_Supplied text_
Nem ran/cha gio-served

It is best to eat the rolls right after the second fry. If you plan to eat them the next day, do the first fry, refrigerate them, and do the second fry the next day. If you want to freeze them for later, do so after the first fry.

The most common way to serve these is with rice vermicelli noodles, soft lettuce, fresh herbs and nuoc cham dressing. There is a variety of herbs you can use: cilantro, Thai basil, spearmint (peppermint is fine too), and perilla leaves.

_Task instructions_
[1] Transcribe the part of the passage on serving nem ran, starting at "Nem ran/cha gio-served" and ending at "and perilla leaves.".
[2] In one to three sentences, explain when the passage on serving nem ran calls for doing the first fry and the second fry on different days, and describe what is done in between.

[Pointing dataset excerpts]
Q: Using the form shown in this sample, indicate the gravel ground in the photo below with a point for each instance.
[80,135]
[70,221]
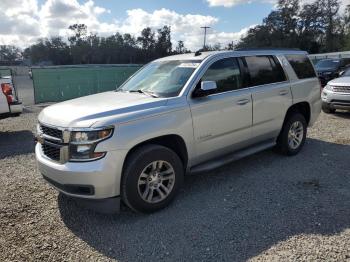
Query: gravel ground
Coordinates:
[263,208]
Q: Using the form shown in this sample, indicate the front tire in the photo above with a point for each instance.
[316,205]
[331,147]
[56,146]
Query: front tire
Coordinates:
[293,135]
[151,179]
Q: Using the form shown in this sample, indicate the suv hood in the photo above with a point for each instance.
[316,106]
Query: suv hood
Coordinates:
[326,69]
[87,111]
[341,81]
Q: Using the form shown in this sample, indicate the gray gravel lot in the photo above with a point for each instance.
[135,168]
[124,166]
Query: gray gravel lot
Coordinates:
[263,208]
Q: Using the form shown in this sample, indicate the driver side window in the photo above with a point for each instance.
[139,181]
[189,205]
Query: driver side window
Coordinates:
[226,73]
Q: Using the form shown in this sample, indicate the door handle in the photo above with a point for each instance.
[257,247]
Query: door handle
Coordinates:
[242,102]
[284,92]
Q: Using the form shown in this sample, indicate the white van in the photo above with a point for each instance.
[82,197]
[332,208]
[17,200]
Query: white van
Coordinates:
[9,103]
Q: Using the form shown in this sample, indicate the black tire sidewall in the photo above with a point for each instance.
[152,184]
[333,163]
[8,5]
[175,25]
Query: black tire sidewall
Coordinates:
[135,165]
[283,141]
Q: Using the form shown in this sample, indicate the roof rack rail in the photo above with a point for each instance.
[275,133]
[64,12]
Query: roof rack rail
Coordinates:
[267,49]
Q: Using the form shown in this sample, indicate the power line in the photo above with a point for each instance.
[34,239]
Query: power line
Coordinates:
[205,34]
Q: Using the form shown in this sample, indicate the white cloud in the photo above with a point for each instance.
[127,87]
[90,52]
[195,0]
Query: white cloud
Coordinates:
[24,21]
[230,3]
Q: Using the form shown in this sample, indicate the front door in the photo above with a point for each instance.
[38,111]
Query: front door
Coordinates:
[222,120]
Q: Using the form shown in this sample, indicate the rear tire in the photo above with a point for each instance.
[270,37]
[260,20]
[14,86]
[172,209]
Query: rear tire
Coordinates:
[327,109]
[293,135]
[151,179]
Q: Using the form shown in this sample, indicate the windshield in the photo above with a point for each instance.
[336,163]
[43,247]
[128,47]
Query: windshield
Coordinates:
[161,78]
[330,63]
[346,73]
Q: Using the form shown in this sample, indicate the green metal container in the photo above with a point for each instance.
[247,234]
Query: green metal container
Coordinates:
[60,83]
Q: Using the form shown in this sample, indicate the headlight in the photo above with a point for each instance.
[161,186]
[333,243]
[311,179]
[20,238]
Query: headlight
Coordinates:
[90,136]
[83,143]
[328,87]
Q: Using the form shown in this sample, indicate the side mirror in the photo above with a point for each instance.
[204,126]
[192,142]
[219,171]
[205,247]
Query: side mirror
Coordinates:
[208,86]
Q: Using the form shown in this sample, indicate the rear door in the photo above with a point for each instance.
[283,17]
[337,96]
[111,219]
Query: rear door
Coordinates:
[222,120]
[271,95]
[4,107]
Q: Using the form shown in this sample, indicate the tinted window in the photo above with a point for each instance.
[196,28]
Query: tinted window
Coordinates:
[226,74]
[346,73]
[301,65]
[264,70]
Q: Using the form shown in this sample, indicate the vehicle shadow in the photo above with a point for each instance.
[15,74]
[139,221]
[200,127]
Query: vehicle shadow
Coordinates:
[16,143]
[231,214]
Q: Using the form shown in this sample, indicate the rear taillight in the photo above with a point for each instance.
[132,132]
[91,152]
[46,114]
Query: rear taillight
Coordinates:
[7,89]
[321,87]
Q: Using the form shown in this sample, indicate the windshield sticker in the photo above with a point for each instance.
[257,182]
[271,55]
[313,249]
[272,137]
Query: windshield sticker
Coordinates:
[189,65]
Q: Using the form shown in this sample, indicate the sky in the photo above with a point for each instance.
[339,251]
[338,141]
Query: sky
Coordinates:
[24,21]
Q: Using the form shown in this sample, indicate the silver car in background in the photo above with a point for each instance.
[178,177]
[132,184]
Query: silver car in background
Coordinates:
[336,94]
[180,114]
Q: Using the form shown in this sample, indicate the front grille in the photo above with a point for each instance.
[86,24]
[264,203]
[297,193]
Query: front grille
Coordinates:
[341,89]
[52,151]
[54,132]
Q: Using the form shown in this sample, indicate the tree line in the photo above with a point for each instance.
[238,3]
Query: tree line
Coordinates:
[83,48]
[316,27]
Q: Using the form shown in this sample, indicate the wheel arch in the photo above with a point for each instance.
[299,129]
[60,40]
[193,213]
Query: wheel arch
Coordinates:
[303,108]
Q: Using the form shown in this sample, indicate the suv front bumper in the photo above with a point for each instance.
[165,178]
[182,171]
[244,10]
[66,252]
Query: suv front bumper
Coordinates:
[98,179]
[336,100]
[16,108]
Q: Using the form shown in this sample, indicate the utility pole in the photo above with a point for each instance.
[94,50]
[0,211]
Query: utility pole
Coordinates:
[205,34]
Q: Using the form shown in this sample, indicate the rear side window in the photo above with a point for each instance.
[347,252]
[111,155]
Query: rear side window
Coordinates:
[301,65]
[226,74]
[264,70]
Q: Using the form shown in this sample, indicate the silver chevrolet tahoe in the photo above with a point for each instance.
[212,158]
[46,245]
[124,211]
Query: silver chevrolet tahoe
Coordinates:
[180,114]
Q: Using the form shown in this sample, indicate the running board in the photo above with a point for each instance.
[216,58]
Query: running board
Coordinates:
[226,159]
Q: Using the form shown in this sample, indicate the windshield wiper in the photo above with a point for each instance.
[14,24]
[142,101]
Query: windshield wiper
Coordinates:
[144,92]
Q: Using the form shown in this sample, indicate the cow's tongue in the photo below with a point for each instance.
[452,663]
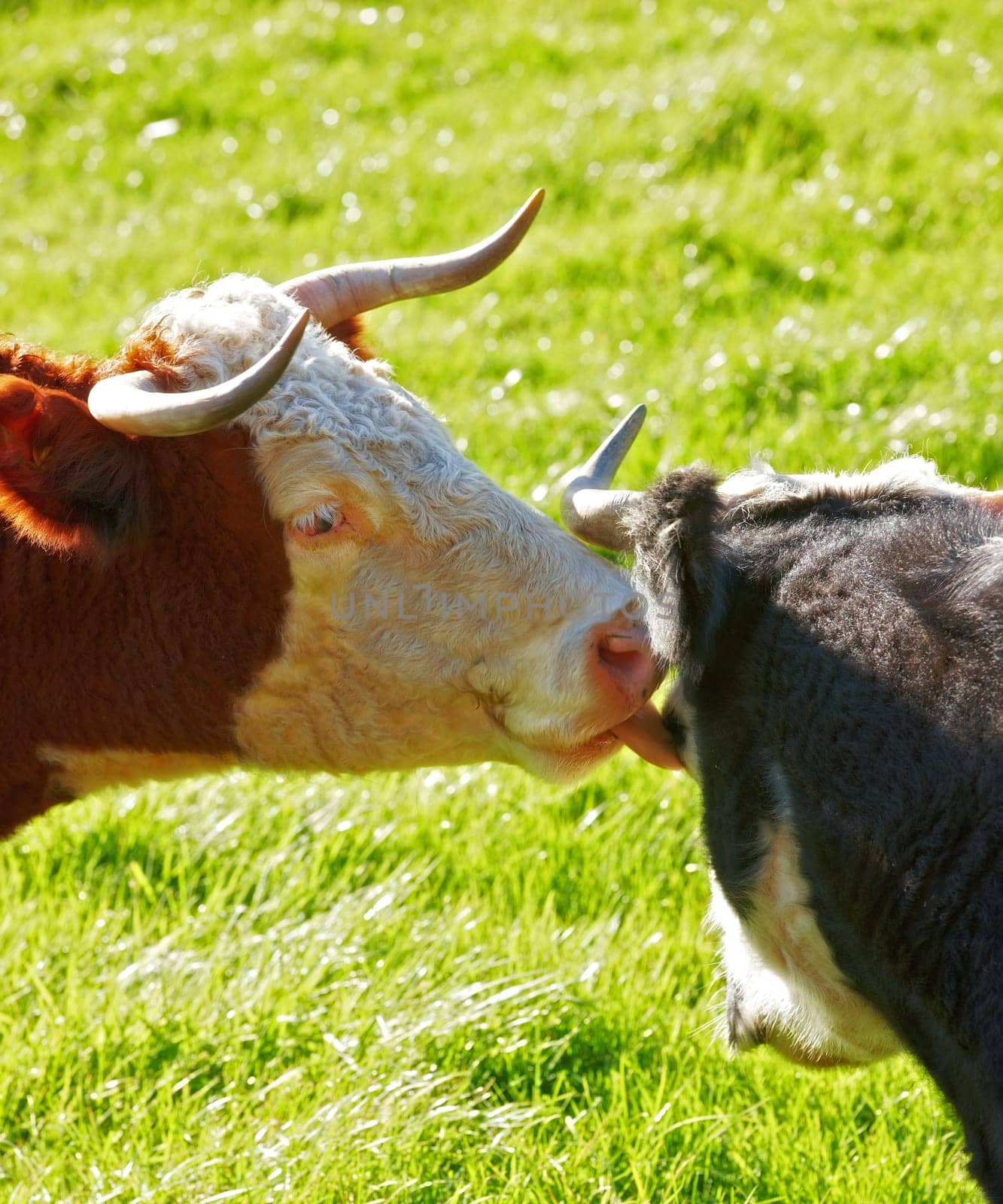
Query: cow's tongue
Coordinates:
[644,734]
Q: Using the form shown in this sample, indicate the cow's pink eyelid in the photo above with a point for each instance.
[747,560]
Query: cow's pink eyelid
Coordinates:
[317,523]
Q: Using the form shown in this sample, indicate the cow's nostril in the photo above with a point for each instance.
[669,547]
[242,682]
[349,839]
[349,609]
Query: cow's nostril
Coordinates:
[628,660]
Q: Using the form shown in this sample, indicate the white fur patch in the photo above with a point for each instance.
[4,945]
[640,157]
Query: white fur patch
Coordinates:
[790,987]
[449,622]
[907,475]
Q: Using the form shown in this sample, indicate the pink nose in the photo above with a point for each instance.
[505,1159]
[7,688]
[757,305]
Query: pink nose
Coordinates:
[625,666]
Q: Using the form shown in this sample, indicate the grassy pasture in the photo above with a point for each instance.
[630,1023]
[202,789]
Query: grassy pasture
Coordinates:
[780,224]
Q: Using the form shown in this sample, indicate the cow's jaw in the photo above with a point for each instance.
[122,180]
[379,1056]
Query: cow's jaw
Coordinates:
[442,620]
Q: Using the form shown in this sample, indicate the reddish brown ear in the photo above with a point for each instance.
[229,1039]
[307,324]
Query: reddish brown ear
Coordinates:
[66,482]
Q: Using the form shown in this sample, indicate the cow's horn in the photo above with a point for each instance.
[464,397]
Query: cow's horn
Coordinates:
[337,293]
[132,403]
[589,507]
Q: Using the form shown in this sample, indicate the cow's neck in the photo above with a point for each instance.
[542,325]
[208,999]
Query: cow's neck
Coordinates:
[130,667]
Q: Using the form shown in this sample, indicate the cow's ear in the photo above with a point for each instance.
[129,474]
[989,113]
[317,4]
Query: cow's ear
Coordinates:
[66,482]
[683,564]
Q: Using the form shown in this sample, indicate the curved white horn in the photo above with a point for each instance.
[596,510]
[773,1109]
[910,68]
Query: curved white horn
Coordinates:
[337,293]
[589,507]
[132,403]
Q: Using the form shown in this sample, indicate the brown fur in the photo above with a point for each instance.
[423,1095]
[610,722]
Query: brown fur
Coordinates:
[142,584]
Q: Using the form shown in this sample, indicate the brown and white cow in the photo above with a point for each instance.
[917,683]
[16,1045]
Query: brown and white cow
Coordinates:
[296,569]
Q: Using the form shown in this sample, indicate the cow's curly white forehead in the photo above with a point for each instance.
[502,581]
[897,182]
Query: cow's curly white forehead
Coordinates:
[384,435]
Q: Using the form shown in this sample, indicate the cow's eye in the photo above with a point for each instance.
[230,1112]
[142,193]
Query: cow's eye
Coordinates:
[318,521]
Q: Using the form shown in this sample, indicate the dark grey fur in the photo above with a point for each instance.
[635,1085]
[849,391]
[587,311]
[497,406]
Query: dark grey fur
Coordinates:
[853,635]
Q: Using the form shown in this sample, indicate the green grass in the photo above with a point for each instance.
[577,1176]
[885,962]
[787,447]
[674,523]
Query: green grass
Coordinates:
[467,985]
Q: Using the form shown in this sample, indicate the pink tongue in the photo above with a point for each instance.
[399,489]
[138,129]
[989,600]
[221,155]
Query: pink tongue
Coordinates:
[644,734]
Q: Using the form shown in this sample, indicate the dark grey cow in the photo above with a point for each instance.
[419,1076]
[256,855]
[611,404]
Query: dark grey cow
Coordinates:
[840,643]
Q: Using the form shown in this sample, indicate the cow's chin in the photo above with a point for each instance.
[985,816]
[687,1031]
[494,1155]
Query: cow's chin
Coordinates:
[643,734]
[570,762]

_Results of the tasks_
[1]
Nem ran/cha gio-served

It is best to eat the rolls right after the second fry. If you plan to eat them the next day, do the first fry, refrigerate them, and do the second fry the next day. If you want to freeze them for later, do so after the first fry.

The most common way to serve these is with rice vermicelli noodles, soft lettuce, fresh herbs and nuoc cham dressing. There is a variety of herbs you can use: cilantro, Thai basil, spearmint (peppermint is fine too), and perilla leaves.

[2] The first and second fries are split across two days when you plan to eat the rolls the next day. You do the first fry, refrigerate the rolls, and then do the second fry the following day.